_Exercise passage_.
┌──

(Photo credit: Eric Reed, San Gabriel Valley Tribune)
Scores of people whose lives were touched for the better by the person and work of the late Richard McKee gathered at the Doubletree Hotel in Claremont Saturday afternoon to exchange anecdotes and expressions of gratitude for having known him.
McKee, co-founder and first president of Californians Aware, died unexpectedly at his home in La Verne April 23 at age 62. For the past 18 years, in court and out, he had become a nearly one-man force for keeping government meetings and records open to the public as the law requires, especially but not only in Southern California.
For four hours Saturday afternoon an estimated 150 people visited the hotel patio where McKee's family had arranged easel displays of photos from various stages of his life and scrapbooks containing a sampling of the hundreds of newspaper clippings chronicling his litigation and other work challenging violations of the Brown Act and the California Public Records Act.
The remembrance reception, including a catered buffet, was organized by family members including Kelly Aviles, an attorney who represented himand represents CalAwarein recent open government litigation, and Ryan McKee, a son now in the Air Force who several years ago walked the halls of Sacramento in helping CalAware conduct its first audit of the public records practices of state agencies. Other family members on hand included McKee's parents, Richard and Virginia of Azusa; sister Lindy Osbrink of San Dimas; brother Ron McKee of Indio, and partner Christine Cutter of Alta Loma.

└──

_Material supplied_.
┌──

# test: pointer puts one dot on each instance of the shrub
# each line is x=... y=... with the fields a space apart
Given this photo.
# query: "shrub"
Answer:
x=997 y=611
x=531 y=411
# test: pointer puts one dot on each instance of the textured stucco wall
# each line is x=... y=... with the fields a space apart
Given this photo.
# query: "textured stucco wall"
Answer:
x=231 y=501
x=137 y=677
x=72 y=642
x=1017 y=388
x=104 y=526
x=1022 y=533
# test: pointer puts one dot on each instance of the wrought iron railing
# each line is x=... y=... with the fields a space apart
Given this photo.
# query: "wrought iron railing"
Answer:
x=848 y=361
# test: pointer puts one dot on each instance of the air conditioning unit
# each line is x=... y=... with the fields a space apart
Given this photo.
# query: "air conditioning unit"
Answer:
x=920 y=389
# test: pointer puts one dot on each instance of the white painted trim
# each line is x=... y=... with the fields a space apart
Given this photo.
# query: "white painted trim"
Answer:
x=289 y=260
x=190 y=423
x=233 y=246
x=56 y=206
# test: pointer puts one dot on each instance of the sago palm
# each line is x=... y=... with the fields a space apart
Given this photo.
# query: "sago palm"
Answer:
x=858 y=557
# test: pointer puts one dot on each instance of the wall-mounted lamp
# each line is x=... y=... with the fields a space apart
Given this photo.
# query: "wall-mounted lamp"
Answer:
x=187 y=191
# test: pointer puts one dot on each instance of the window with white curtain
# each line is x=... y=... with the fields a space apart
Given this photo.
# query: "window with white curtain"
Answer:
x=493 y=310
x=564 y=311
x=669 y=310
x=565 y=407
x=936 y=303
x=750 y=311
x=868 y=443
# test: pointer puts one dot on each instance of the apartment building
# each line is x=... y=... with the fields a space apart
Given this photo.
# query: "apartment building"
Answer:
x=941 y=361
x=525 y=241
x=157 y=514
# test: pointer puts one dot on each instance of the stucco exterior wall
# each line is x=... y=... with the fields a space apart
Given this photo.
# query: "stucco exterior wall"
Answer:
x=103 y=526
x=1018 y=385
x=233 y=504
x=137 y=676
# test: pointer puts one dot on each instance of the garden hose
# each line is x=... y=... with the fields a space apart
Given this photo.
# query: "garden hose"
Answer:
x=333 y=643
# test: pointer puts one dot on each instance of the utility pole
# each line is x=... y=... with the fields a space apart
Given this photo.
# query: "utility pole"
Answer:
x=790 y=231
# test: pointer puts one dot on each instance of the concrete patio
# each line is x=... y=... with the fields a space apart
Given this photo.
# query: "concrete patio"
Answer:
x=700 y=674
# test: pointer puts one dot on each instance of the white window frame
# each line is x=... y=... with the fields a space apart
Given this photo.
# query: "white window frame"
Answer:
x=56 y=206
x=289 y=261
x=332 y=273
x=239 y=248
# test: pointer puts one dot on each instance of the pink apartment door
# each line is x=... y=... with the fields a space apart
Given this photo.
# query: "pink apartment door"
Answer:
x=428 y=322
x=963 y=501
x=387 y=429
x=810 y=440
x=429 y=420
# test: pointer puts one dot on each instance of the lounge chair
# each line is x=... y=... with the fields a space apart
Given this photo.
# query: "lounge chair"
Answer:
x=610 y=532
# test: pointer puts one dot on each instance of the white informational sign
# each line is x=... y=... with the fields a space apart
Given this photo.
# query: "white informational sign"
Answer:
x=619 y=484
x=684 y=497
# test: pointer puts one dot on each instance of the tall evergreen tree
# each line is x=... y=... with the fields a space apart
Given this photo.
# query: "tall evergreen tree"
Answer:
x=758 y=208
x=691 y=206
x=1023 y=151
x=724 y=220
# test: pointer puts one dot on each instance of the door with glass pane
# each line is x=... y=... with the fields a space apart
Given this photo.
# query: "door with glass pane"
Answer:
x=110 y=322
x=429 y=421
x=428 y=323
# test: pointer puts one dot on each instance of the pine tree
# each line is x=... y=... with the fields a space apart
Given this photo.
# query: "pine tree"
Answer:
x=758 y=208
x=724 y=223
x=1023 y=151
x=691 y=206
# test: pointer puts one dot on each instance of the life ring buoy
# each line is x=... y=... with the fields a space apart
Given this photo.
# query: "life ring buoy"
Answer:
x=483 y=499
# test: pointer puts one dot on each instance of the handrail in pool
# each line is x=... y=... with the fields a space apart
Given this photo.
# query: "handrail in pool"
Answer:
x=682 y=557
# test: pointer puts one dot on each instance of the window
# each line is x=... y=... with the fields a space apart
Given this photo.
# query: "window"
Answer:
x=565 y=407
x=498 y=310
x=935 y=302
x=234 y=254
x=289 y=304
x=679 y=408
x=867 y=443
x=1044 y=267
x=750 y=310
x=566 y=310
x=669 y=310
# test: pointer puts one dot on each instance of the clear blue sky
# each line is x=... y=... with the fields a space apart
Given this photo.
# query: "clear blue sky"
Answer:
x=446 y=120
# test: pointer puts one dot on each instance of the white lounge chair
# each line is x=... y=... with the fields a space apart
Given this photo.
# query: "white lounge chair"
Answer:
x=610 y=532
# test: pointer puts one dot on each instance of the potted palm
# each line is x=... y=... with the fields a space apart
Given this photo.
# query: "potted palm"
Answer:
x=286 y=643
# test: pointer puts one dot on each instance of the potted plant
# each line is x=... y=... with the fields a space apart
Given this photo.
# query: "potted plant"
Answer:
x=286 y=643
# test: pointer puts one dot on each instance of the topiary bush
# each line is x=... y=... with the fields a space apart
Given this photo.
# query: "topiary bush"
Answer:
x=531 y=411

└──

_Work to complete_.
(A) Decide whether each statement agrees with the article on the Richard McKee remembrance, answering yes or no and quoting the deciding words: (i) McKee died at his home in La Verne; (ii) about 300 people visited the hotel patio; (iii) Ryan McKee is a son who is now in the Air Force.
(B) Continue the article on the Richard McKee remembrance from its last sentence.
The data has no connection to the text about Richard McKee.

_Numbered responses_.
(A)
(i) Yes: "died unexpectedly at his home in La Verne April 23 at age 62."
(ii) No: "an estimated 150 people visited the hotel patio."
(iii) Yes: "Ryan McKee, a son now in the Air Force."

(B)
Taking the microphone to share recollections were colleagues from the faculty of Pasadena City College, from which McKee had only recently retired after a career teaching chemistry; public officials; journalists; citizen activists and representatives of the California Newpaper Publishers Association and of CalAware, with which he had been serving as Vice President for Open Government Compliance. Tom Newton, executive director of the publishers group, recalled that McKee had helped his family with a week of packaged gourmet dinners when Newton's wife, Jan, had undergone surgery for breast cancer several years ago.
CalAware representatives addressing the gathering briefly included President Dennis Winston of Los Angeles, Executive Director Emily Francke and General Counsel Terry Francke, who pledged to maintain the zeal for transparency law compliance that marked McKee's work. CalAware board members present included JW August, a television news investigative veteran from San Diego; Bob Stern, the state's leadiing authority on government ethics, from Los Angeles; and Julie Hayward Biggs of Riverside, serving as city attorney to multiple municipalities in Southern California.